>>

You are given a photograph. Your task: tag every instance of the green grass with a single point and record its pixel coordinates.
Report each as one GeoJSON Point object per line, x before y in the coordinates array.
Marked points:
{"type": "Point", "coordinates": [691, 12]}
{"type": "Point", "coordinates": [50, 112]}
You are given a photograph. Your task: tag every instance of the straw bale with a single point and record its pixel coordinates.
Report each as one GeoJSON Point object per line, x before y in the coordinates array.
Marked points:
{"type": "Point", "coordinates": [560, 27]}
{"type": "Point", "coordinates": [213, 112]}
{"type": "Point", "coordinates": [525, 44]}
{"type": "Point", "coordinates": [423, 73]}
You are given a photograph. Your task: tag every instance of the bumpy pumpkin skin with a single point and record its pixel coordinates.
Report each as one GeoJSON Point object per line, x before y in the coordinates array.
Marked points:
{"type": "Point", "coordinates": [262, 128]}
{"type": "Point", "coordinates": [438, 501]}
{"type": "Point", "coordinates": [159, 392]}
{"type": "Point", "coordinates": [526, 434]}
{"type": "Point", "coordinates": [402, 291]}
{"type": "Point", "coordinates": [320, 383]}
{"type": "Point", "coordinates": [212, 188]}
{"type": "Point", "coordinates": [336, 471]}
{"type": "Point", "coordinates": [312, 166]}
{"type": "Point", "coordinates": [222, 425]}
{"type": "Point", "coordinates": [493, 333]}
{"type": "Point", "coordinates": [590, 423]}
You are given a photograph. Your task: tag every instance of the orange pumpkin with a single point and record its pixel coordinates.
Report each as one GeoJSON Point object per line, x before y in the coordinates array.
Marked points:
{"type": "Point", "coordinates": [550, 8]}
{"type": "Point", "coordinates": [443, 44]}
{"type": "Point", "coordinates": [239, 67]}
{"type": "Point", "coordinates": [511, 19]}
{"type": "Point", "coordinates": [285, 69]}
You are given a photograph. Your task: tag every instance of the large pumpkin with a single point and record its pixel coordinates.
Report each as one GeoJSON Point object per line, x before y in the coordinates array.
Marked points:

<<

• Exercise
Return all of the data above unchanged, line for line.

• Written reply
You are given a photograph. Your task: tag every instance of the green grass with a single point and record its pixel coordinates.
Report each as one GeoJSON Point object per line, x before y in the coordinates array.
Marked points:
{"type": "Point", "coordinates": [691, 12]}
{"type": "Point", "coordinates": [50, 112]}
You are given a photograph. Your task: tag every instance of the straw bale with a single point and record its pixel coordinates.
Report each as one GeoJSON Point object per line, x before y in the coordinates array.
Marked points:
{"type": "Point", "coordinates": [560, 27]}
{"type": "Point", "coordinates": [213, 112]}
{"type": "Point", "coordinates": [525, 44]}
{"type": "Point", "coordinates": [423, 73]}
You are given a photograph. Your task: tag every instance of the bumpy pumpkin skin with a single point and record its pixel coordinates.
Report each as one GeoJSON Point object per line, x before y in the coordinates array.
Marked points:
{"type": "Point", "coordinates": [262, 128]}
{"type": "Point", "coordinates": [438, 501]}
{"type": "Point", "coordinates": [159, 392]}
{"type": "Point", "coordinates": [526, 434]}
{"type": "Point", "coordinates": [402, 291]}
{"type": "Point", "coordinates": [320, 383]}
{"type": "Point", "coordinates": [212, 188]}
{"type": "Point", "coordinates": [336, 471]}
{"type": "Point", "coordinates": [312, 166]}
{"type": "Point", "coordinates": [222, 425]}
{"type": "Point", "coordinates": [493, 333]}
{"type": "Point", "coordinates": [590, 423]}
You are given a photograph. Your task: tag every instance of the orange pumpkin with a single point and record its pixel coordinates.
Report each as one GeoJSON Point object per line, x before y in the coordinates array.
Marked points:
{"type": "Point", "coordinates": [550, 8]}
{"type": "Point", "coordinates": [443, 44]}
{"type": "Point", "coordinates": [239, 67]}
{"type": "Point", "coordinates": [511, 19]}
{"type": "Point", "coordinates": [285, 69]}
You are given a photograph. Your task: tag every instance of the large pumpkin with a single point and record its pixel coordinates.
Report each as one GeoJSON Point object per line, x before y in the coordinates array.
Marked points:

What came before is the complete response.